#### [Record extracts]

----------------

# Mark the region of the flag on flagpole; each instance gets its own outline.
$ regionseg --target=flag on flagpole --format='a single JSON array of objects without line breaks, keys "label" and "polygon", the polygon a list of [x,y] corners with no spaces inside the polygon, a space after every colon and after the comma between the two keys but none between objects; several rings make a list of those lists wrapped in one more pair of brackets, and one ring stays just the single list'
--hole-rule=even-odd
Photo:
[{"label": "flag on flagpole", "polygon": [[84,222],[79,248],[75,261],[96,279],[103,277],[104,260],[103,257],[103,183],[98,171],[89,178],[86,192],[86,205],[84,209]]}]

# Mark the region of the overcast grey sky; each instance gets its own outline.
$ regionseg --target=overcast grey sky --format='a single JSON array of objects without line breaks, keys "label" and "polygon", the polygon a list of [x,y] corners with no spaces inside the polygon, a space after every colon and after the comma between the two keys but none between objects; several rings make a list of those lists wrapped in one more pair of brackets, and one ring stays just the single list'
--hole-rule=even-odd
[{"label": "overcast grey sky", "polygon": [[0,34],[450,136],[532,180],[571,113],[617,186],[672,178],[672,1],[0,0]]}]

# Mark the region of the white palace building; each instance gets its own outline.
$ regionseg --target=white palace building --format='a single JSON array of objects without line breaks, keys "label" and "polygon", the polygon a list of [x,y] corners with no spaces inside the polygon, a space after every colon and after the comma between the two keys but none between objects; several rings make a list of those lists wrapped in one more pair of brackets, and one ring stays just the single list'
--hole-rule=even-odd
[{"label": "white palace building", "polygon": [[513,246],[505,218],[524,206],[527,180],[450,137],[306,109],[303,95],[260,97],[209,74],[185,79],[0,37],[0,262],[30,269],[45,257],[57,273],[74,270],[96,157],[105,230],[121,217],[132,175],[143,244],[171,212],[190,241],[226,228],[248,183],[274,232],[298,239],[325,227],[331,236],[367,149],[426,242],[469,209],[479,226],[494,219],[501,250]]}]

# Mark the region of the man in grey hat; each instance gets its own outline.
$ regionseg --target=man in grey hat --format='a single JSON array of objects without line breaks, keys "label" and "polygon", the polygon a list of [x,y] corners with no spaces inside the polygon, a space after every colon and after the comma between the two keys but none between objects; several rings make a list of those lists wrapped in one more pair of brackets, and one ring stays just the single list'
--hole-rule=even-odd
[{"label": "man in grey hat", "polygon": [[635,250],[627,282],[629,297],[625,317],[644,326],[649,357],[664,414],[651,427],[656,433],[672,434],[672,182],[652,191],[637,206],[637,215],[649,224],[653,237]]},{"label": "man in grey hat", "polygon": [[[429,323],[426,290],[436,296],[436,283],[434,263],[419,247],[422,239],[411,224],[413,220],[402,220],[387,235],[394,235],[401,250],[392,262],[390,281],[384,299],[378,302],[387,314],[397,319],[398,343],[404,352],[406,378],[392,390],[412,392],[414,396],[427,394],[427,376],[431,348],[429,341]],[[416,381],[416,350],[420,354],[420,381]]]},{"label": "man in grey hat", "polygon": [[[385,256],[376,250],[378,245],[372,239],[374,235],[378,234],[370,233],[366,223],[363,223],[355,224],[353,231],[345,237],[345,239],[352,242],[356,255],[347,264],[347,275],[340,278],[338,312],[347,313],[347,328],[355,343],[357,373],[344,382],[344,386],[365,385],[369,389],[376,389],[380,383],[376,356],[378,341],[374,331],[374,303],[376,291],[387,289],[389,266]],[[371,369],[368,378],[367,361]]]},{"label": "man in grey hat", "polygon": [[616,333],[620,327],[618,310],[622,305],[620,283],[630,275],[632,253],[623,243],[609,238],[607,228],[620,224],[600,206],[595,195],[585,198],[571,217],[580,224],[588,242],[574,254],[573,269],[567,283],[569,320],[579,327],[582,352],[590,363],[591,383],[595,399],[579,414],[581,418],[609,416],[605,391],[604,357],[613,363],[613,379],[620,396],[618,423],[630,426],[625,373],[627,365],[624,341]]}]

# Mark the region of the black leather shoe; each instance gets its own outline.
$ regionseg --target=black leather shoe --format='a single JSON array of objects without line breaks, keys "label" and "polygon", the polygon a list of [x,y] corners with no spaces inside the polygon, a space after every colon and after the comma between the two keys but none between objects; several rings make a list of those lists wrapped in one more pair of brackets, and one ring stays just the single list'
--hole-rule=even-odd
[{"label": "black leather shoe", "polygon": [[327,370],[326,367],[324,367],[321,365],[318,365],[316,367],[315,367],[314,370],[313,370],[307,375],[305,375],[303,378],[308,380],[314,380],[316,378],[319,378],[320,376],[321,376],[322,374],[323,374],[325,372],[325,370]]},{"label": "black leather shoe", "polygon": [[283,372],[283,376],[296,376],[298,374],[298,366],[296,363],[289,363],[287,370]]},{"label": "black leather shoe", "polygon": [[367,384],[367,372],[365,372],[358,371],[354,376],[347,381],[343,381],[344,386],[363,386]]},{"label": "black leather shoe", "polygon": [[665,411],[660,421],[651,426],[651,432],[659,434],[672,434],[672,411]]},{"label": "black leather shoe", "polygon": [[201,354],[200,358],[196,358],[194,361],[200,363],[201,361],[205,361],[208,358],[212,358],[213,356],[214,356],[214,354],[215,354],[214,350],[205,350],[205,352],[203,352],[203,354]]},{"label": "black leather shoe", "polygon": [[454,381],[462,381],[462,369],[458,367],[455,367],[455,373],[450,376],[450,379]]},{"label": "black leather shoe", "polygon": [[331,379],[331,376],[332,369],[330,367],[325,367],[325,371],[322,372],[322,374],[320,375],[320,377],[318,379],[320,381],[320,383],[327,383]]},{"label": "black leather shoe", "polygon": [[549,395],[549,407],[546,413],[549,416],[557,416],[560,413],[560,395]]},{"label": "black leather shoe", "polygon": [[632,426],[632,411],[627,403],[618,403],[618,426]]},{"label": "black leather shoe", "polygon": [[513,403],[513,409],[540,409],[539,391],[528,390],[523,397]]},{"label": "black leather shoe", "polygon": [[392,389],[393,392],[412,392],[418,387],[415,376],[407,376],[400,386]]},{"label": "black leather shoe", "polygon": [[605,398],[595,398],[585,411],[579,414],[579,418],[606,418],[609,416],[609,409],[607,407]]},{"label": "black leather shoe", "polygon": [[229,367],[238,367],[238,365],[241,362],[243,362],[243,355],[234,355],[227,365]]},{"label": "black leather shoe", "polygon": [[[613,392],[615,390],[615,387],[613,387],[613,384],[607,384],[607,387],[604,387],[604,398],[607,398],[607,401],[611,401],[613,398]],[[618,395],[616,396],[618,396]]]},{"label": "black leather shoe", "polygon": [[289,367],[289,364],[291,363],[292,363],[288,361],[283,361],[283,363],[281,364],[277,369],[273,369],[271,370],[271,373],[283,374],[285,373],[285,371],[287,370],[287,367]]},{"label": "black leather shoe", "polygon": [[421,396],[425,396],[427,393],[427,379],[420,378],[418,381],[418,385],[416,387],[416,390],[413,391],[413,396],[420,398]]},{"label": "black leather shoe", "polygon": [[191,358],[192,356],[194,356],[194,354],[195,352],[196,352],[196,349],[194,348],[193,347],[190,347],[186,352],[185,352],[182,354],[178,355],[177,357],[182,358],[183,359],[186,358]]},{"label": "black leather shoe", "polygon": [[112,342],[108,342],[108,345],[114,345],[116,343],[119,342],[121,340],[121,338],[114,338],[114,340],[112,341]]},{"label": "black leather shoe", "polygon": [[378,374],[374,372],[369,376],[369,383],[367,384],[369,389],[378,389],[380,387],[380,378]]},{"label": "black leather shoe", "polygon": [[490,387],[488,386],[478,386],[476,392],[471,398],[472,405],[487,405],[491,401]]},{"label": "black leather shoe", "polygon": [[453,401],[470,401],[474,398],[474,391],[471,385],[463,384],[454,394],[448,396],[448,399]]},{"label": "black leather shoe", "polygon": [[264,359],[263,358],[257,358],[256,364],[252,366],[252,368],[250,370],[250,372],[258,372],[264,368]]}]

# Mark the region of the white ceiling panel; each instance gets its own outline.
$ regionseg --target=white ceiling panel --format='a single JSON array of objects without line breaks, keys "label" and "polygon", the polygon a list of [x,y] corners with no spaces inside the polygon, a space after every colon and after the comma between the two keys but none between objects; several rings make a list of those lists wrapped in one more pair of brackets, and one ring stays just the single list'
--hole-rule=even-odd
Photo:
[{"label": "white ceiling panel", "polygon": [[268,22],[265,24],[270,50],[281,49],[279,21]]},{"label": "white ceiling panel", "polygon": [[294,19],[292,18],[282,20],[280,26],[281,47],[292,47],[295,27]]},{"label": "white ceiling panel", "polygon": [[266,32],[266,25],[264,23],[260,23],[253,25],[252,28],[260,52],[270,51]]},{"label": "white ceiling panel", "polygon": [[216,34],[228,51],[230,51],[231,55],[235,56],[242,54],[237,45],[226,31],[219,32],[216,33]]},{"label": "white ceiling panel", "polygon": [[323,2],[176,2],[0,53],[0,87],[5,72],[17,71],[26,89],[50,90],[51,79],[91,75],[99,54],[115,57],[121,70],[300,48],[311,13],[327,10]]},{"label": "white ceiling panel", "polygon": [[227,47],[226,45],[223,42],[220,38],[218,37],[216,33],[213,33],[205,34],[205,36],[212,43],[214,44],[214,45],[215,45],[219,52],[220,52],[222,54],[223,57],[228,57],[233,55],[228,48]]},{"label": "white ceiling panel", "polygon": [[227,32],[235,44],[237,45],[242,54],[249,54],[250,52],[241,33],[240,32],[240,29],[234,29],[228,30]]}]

----------------

Gather every line in the items above that contains the string "instance", matching case exactly.

#### [Answer below]
# Mark the region of the flag on flagpole; each instance gets its own outline.
# Mark the region of the overcast grey sky; each instance gets its own outline.
# Mark the region of the white palace building; each instance gets its own outline.
# Mark the region of the man in grey hat; each instance gets its own outline.
# Mark the region of the black leather shoe; each instance gets its own outline.
# Mark the region of the white ceiling panel; each instance gets its own outline.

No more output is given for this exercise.